### PAGE EXCERPT

·····

WIRED’s request for the documents promised in OpenAI’s IRS filings fell to the counsel for its nonprofit to decide on. Their denial and new policy of withholding those documents extends an existing trend of dwindling openness at a project founded on transparency. OpenAI once published extensive detail about its AI inventions but has more recently guarded the technical details and data behind its most famous tool, ChatGPT. Felix, the company spokesperson, says San Francisco-based OpenAI discloses all the material required by the IRS and California’s attorney general and that it regularly publishes information about its research and safety work, while also making its research freely available in the form of tools such as ChatGPT.
OpenAI’s declining openness has been most notable since 2019, when the nonprofit created a for-profit subsidiary to house most of its AI development and draw outside investment. That opened the way for OpenAI to hitch its future to the largesse of Microsoft, one of the tech giants it was founded to challenge, and also to shroud its finances. OpenAI cofounder turned competitor Elon Musk said at a New York Times event in November that his former company should be called Super-Closed-Source-for-Maxiumum-Profit-AI.

·····

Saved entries

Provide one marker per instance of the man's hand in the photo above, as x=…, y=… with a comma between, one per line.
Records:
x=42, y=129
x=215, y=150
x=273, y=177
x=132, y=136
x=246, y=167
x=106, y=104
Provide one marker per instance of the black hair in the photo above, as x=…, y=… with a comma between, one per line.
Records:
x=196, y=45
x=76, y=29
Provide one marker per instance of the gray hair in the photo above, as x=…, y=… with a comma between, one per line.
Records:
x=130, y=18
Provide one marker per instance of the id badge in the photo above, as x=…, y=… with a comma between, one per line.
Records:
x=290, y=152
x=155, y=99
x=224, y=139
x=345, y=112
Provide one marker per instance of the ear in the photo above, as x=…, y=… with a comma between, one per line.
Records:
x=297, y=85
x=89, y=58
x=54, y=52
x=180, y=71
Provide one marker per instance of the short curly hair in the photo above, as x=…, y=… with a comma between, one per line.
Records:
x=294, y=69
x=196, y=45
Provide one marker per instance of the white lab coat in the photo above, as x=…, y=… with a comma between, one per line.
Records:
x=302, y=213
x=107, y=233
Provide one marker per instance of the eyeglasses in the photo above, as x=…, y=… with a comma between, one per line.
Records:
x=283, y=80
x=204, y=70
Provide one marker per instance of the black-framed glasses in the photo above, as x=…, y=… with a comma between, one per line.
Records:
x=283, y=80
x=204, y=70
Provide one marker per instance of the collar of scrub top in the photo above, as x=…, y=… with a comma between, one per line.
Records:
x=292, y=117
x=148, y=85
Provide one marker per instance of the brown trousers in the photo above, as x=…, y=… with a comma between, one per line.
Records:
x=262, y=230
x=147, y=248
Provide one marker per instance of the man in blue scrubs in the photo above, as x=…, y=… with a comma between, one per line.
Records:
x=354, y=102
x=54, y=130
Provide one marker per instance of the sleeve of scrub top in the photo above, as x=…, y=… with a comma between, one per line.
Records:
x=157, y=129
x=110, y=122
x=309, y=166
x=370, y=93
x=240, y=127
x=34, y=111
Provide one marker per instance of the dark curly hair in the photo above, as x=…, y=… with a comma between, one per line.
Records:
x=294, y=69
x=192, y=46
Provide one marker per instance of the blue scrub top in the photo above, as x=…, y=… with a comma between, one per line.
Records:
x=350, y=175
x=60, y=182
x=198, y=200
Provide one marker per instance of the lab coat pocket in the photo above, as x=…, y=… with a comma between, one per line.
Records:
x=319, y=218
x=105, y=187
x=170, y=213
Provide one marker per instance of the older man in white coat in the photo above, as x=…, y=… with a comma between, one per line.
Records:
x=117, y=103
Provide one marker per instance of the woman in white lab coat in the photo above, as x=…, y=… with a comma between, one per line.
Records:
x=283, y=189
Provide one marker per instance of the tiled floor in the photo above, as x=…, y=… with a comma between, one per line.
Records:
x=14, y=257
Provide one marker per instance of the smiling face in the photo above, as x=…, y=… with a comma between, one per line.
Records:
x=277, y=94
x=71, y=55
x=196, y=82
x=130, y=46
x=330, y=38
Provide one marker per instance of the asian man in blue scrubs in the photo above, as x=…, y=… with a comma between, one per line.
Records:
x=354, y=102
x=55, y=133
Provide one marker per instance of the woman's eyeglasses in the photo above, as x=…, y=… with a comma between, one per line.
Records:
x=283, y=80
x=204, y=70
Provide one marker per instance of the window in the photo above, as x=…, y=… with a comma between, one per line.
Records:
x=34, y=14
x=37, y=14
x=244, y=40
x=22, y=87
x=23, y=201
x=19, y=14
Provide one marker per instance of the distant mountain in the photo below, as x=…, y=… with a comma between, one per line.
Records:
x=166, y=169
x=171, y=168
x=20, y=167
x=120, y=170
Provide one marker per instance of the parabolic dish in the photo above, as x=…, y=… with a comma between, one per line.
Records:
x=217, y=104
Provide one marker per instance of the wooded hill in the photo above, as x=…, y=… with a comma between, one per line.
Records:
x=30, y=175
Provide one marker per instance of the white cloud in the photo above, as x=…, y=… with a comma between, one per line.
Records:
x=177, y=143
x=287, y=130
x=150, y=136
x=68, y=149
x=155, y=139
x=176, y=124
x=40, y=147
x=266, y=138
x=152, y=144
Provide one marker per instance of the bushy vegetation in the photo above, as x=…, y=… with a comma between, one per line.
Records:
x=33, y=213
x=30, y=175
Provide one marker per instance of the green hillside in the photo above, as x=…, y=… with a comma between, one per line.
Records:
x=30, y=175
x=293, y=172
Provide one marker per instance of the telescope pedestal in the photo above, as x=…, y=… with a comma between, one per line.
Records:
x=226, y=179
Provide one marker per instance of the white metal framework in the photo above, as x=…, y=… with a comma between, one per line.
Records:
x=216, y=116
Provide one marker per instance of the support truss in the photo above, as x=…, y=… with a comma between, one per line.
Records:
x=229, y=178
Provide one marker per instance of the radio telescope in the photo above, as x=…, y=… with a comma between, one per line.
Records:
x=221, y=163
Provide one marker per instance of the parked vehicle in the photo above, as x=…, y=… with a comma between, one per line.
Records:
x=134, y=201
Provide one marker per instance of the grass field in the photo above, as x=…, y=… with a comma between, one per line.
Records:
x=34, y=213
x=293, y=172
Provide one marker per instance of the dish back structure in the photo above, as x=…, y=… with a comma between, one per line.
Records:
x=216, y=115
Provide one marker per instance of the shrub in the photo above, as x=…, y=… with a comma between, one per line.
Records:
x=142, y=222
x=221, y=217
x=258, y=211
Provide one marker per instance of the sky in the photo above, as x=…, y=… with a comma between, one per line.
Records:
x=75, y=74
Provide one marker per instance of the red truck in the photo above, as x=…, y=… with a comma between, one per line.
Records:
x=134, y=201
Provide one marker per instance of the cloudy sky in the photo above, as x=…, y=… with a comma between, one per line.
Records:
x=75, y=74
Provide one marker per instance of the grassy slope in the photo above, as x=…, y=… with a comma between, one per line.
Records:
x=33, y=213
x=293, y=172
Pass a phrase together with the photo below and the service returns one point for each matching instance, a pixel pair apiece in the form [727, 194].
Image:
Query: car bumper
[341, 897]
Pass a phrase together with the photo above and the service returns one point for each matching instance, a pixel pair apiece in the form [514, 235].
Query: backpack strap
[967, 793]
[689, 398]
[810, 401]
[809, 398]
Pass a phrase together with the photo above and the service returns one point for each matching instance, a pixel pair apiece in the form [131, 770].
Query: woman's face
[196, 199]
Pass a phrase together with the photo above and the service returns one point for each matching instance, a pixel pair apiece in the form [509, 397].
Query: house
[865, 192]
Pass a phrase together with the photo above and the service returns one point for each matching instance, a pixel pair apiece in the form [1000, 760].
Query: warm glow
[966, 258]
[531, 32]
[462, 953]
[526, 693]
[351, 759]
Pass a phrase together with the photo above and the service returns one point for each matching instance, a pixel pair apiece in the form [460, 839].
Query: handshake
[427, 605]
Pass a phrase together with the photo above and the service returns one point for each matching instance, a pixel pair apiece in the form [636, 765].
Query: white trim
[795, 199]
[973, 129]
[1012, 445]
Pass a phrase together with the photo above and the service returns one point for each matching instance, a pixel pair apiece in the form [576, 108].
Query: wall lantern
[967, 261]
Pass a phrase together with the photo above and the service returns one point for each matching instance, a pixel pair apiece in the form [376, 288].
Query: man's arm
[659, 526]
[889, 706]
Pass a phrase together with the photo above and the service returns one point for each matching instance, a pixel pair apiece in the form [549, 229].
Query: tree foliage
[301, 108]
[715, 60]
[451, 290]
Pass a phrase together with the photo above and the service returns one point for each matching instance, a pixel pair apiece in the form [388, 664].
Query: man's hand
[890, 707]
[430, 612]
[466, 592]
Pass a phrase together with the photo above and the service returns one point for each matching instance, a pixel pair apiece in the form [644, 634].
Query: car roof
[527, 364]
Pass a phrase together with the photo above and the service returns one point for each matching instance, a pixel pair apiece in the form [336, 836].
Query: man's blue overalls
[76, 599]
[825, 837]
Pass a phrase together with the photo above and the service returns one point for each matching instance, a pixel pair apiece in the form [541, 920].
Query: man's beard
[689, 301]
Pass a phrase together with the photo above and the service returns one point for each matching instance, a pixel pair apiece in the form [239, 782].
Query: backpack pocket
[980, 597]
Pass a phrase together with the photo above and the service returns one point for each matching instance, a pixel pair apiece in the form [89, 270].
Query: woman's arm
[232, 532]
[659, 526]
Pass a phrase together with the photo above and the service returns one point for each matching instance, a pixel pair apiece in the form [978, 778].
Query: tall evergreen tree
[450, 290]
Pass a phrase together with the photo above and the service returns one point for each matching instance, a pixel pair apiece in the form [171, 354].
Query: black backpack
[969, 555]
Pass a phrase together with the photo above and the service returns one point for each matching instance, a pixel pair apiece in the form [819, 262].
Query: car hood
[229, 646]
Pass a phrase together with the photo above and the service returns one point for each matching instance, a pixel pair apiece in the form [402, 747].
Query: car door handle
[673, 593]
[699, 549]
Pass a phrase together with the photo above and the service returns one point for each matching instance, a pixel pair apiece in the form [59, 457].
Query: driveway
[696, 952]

·····

### CHECK YOUR UNDERSTANDING
(A) For each statement about the OpenAI article, say yes or no depending on whether it agrees with the text, and quote the deciding words. (i) OpenAI's nonprofit set up a for-profit subsidiary in 2019. (ii) The spokesperson says OpenAI discloses only some of the material the IRS requires. (iii) Elon Musk made his remark at a New York Times event in November.
(B) Rewrite the part of the OpenAI article between "OpenAI’s declining openness" and "be called Super-Closed-Source-for-Maxiumum-Profit-AI.", inclusive, with "Microsoft" changed to "Google".

### SOLUTION SET
(A)
(i) Yes: "since 2019, when the nonprofit created a for-profit subsidiary to house most of its AI development and draw outside investment"
(ii) No: "discloses all the material required by the IRS and California’s attorney general"
(iii) Yes: "said at a New York Times event in November"

(B)
OpenAI’s declining openness has been most notable since 2019, when the nonprofit created a for-profit subsidiary to house most of its AI development and draw outside investment. That opened the way for OpenAI to hitch its future to the largesse of Google, one of the tech giants it was founded to challenge, and also to shroud its finances. OpenAI cofounder turned competitor Elon Musk said at a New York Times event in November that his former company should be called Super-Closed-Source-for-Maxiumum-Profit-AI.